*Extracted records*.

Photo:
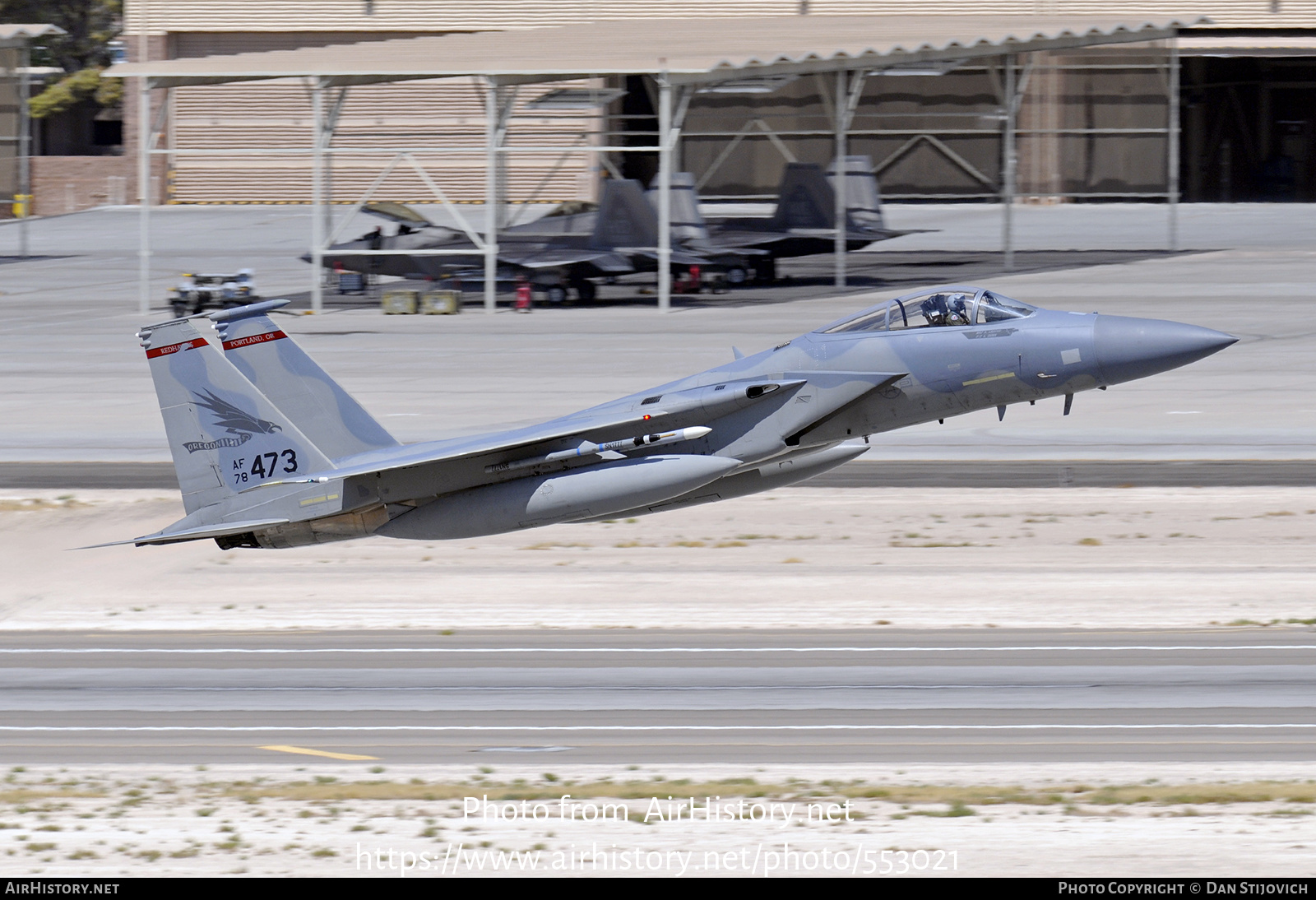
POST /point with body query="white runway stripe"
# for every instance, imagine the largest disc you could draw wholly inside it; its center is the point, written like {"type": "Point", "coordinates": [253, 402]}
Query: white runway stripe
{"type": "Point", "coordinates": [403, 650]}
{"type": "Point", "coordinates": [651, 728]}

*EXERCISE AIM*.
Your reply must reproduce all of the entries exactly and contain no pictures.

*TASK RESPONSE*.
Photo:
POST /point with body query="white runway stripe"
# for every instance, imagine the largest disc you could draw wholly inside it; its center is the point, written like {"type": "Point", "coordinates": [253, 402]}
Query: white runway stripe
{"type": "Point", "coordinates": [403, 650]}
{"type": "Point", "coordinates": [651, 728]}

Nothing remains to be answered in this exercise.